[Records from a collection]
● ● ● ●
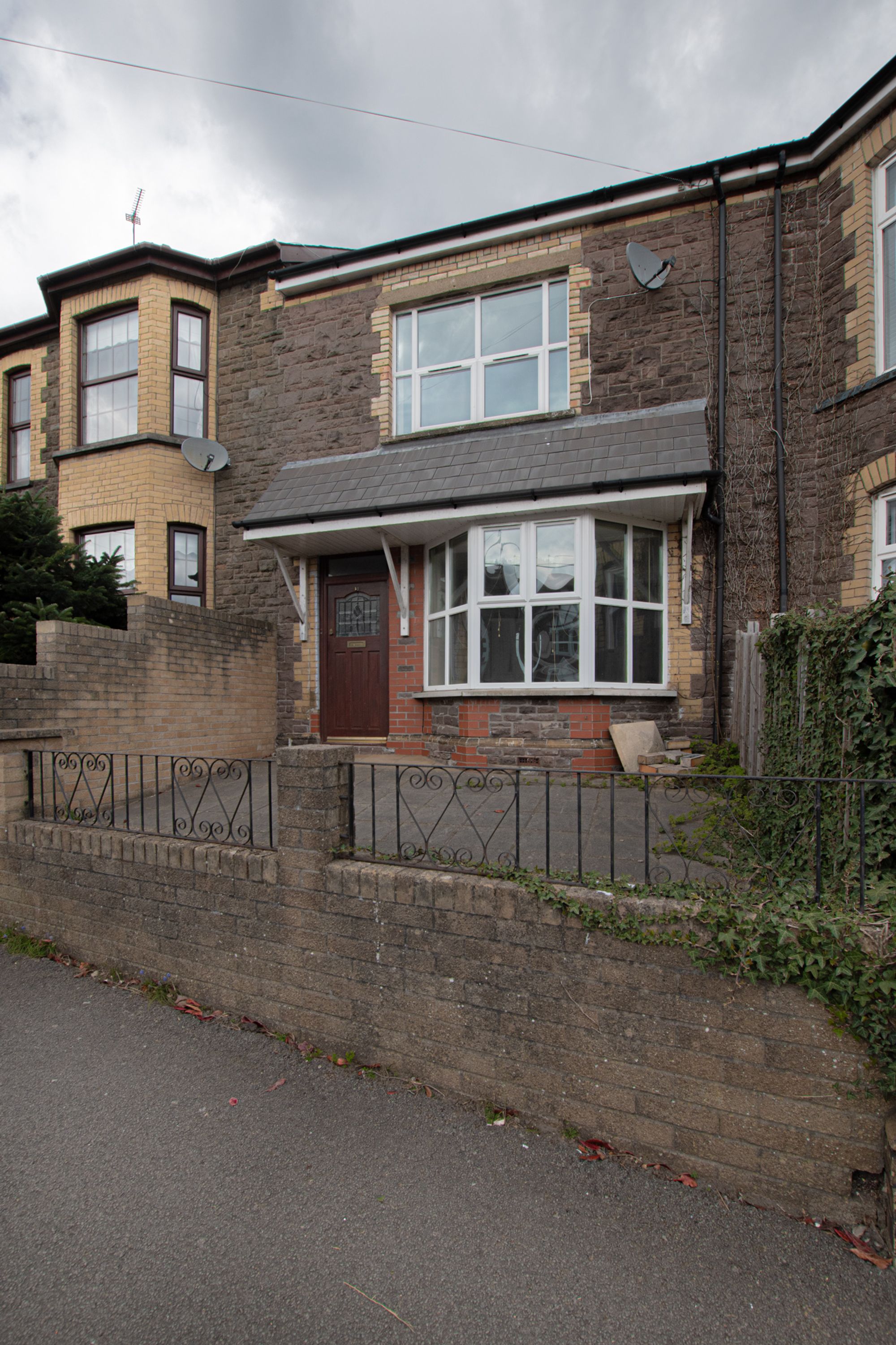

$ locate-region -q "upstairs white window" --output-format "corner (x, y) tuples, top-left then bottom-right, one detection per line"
(81, 308), (140, 444)
(874, 159), (896, 372)
(872, 491), (896, 597)
(7, 370), (31, 481)
(171, 308), (208, 438)
(78, 527), (136, 584)
(426, 515), (666, 688)
(393, 280), (569, 434)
● ● ● ●
§ STATED PROBLEM
Please rewrite the lines of every item, swapping "upstairs" for "ground-floor" and keeping all else unchanged. Leave the pictures out of your answer.

§ THE REPLY
$ locate-region -q "ground-floor white window" --output-format "corner (x, y) tuples, top-left then bottom-right, one detection per line"
(81, 308), (140, 444)
(874, 159), (896, 372)
(872, 491), (896, 597)
(7, 370), (31, 481)
(171, 308), (208, 438)
(78, 527), (136, 584)
(426, 515), (666, 688)
(393, 280), (569, 434)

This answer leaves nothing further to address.